EXERCISE REQUIREMENTS:
Each record must reappear in the answer exactly as it is written.

· · · ·

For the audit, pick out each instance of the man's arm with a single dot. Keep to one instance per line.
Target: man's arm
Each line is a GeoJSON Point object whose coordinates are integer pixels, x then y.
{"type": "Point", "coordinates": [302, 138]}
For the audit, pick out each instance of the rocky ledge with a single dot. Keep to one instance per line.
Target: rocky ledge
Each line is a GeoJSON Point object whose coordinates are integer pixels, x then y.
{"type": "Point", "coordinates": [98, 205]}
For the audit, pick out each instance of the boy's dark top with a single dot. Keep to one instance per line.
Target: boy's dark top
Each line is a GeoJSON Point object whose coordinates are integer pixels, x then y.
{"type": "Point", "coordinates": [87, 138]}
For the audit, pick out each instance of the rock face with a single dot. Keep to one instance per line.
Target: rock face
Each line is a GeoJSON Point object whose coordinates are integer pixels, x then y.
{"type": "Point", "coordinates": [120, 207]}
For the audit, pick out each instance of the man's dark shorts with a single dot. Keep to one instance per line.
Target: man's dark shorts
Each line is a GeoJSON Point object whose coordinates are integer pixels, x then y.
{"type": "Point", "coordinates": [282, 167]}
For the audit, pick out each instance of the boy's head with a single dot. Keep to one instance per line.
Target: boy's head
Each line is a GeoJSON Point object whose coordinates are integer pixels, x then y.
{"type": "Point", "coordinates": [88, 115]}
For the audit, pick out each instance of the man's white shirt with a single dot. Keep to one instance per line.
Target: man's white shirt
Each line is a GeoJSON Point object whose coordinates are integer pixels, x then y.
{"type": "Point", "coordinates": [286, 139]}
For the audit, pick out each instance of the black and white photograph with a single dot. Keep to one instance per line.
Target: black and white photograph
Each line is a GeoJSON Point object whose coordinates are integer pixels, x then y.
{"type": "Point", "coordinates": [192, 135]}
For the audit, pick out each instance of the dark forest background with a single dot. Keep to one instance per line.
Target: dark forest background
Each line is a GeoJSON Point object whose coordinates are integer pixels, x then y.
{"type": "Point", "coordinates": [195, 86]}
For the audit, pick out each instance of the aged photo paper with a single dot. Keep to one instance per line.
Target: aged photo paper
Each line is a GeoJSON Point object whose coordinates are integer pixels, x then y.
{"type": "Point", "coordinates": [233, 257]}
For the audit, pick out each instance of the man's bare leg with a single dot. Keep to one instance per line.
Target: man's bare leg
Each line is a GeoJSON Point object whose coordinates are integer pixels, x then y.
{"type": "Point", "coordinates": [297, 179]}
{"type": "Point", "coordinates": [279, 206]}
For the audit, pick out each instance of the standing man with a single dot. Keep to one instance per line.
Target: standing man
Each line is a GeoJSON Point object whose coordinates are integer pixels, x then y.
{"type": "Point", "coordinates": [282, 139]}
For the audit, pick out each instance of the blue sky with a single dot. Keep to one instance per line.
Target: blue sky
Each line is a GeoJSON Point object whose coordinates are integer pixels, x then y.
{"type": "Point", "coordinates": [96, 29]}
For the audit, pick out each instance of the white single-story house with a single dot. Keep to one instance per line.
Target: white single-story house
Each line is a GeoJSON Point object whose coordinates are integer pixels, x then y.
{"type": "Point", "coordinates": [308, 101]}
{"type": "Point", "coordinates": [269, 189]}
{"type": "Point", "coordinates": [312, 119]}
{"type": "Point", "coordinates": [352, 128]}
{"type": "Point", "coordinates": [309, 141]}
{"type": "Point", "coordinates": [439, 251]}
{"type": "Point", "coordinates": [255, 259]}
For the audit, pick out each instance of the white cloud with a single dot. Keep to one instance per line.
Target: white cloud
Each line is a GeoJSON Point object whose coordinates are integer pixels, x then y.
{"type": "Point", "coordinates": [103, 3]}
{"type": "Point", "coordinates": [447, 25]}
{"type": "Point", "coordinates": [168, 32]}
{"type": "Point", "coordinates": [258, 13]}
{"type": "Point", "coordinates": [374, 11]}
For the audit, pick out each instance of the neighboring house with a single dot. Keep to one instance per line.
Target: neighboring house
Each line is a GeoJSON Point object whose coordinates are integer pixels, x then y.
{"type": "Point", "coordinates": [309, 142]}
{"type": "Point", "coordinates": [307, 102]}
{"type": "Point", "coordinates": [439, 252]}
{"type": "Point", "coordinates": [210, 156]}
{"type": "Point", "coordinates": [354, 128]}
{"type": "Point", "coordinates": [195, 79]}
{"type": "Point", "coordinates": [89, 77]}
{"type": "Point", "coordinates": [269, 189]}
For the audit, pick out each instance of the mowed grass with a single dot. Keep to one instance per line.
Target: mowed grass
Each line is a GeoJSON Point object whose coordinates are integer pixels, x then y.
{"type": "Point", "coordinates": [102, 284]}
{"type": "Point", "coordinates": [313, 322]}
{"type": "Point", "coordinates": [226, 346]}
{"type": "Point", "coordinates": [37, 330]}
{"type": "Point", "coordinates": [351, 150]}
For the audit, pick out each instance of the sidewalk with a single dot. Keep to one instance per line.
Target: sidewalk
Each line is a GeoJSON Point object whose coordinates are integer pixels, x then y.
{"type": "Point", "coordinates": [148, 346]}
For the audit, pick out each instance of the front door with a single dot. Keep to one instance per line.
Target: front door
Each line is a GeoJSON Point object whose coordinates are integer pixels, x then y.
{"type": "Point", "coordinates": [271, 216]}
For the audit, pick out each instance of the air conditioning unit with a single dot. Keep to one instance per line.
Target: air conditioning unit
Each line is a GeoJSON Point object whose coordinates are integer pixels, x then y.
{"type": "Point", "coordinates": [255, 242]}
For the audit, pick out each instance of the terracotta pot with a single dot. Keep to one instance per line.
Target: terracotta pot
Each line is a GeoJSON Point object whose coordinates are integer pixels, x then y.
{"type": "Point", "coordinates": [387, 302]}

· · · ·

ANSWER SPACE:
For the audit, pick out each instance of the man's arm with a single dot. Keep to one instance per line.
Target: man's arm
Each line is a GeoJSON Point object whose coordinates are integer pixels, x then y.
{"type": "Point", "coordinates": [302, 138]}
For the audit, pick out each instance of the rocky ledge with a single dot. Keep to one instance per line.
Target: rocky ledge
Each line is a GeoJSON Point object whose coordinates are integer pixels, x then y.
{"type": "Point", "coordinates": [98, 205]}
For the audit, pick out each instance of the boy's dark top with a single dot. Keep to one instance per line.
Target: boy's dark top
Each line is a GeoJSON Point object whose coordinates are integer pixels, x then y.
{"type": "Point", "coordinates": [87, 138]}
For the audit, pick out each instance of the rock face with a single dot. Keep to one instance per line.
Target: rock face
Each line is a GeoJSON Point object whose coordinates are integer pixels, x then y.
{"type": "Point", "coordinates": [120, 207]}
For the audit, pick out each instance of the man's dark shorts with a single dot. Keep to one instance per line.
Target: man's dark shorts
Each line is a GeoJSON Point object whose coordinates are integer pixels, x then y.
{"type": "Point", "coordinates": [282, 167]}
For the audit, pick out each instance of the boy's head with a single dot. Keep to one instance per line.
Target: boy's head
Each line is a GeoJSON Point object whose coordinates are integer pixels, x then y.
{"type": "Point", "coordinates": [88, 115]}
For the audit, pick out each instance of the man's white shirt with a single dot. Keep to one instance per line.
Target: man's white shirt
Each line is a GeoJSON Point object whose coordinates are integer pixels, x then y.
{"type": "Point", "coordinates": [286, 139]}
For the audit, pick out each instance of the black and white photograph with a single dot. Keep to one instance per line.
Target: black and white photograph
Each line is a GeoJSON Point object whose coordinates are integer pixels, x then y.
{"type": "Point", "coordinates": [192, 135]}
For the audit, pick out each instance of the dark forest background with a single dot. Keep to one instance per line.
Target: dark forest background
Each line is a GeoJSON Point object whose coordinates are integer pixels, x then y.
{"type": "Point", "coordinates": [195, 86]}
For the audit, pick out each instance of the aged photo paper with a single dot. Keep to one instance per line.
Target: aged photo paper
Each line is a GeoJSON Point object whose coordinates are integer pixels, x then y.
{"type": "Point", "coordinates": [233, 257]}
For the audit, pick out each instance of the man's bare leg with a single dot. Keep to one instance per line.
Target: man's bare leg
Each line is a GeoJSON Point object whose coordinates are integer pixels, x then y.
{"type": "Point", "coordinates": [297, 179]}
{"type": "Point", "coordinates": [279, 206]}
For the audit, pick out each instance of the standing man with a single dot. Keep to one instance per line.
Target: standing man
Each line is a GeoJSON Point object whose coordinates are integer pixels, x then y.
{"type": "Point", "coordinates": [282, 139]}
For the audit, pick out each instance of the blue sky with a single dot. Keep to one instance per line.
Target: blue sky
Each line is a GeoJSON Point object whose coordinates are integer pixels, x then y.
{"type": "Point", "coordinates": [96, 29]}
For the audit, pick out each instance of the white single-story house with a single dot. Keep to one instance per line.
Target: white single-story house
Each line is a GeoJSON Point object whose coordinates are integer pixels, x then y.
{"type": "Point", "coordinates": [308, 101]}
{"type": "Point", "coordinates": [269, 189]}
{"type": "Point", "coordinates": [312, 119]}
{"type": "Point", "coordinates": [352, 128]}
{"type": "Point", "coordinates": [309, 141]}
{"type": "Point", "coordinates": [439, 251]}
{"type": "Point", "coordinates": [255, 259]}
For the audit, pick out each instance of the white cloud with a single dot. Keep to one instance per line.
Target: white cloud
Each line is a GeoJSON Point object whose coordinates are integer pixels, x then y.
{"type": "Point", "coordinates": [103, 3]}
{"type": "Point", "coordinates": [447, 25]}
{"type": "Point", "coordinates": [168, 32]}
{"type": "Point", "coordinates": [258, 13]}
{"type": "Point", "coordinates": [374, 11]}
For the audit, pick out each instance of the neighboring house with a single dot. Keep to one instance per line.
Target: neighboring house
Each line is a GeoJSON Point object whose coordinates are integer pixels, x then y.
{"type": "Point", "coordinates": [309, 142]}
{"type": "Point", "coordinates": [307, 102]}
{"type": "Point", "coordinates": [439, 252]}
{"type": "Point", "coordinates": [210, 156]}
{"type": "Point", "coordinates": [354, 128]}
{"type": "Point", "coordinates": [195, 79]}
{"type": "Point", "coordinates": [89, 77]}
{"type": "Point", "coordinates": [269, 189]}
For the audit, pick out each instance of the mowed grass with a single dot. Keep to one instance per line.
Target: mowed grass
Each line is a GeoJSON Point object whose coordinates are integer pixels, x then y.
{"type": "Point", "coordinates": [102, 284]}
{"type": "Point", "coordinates": [313, 322]}
{"type": "Point", "coordinates": [226, 346]}
{"type": "Point", "coordinates": [37, 330]}
{"type": "Point", "coordinates": [351, 150]}
For the audit, pick out each instance of the sidewalk with a single dot. Keep to one instance per line.
Target: sidewalk
Each line is a GeoJSON Point object whose coordinates are integer pixels, x then y.
{"type": "Point", "coordinates": [148, 346]}
For the audit, pick out each instance of the front door with a single dot. Keep to one instance per line.
Target: front door
Each line is a GeoJSON Point object whose coordinates are integer pixels, x then y.
{"type": "Point", "coordinates": [271, 216]}
For the audit, pick out each instance of the air conditioning unit with a single dot. Keep to one instance per line.
Target: air conditioning unit
Each line is a GeoJSON Point object whose coordinates are integer pixels, x then y.
{"type": "Point", "coordinates": [255, 242]}
For the audit, pick out each instance of the terracotta pot with a single dot. Keep to one instance per line.
Target: terracotta pot
Each line is a GeoJSON Point object whose coordinates are integer pixels, x then y.
{"type": "Point", "coordinates": [387, 302]}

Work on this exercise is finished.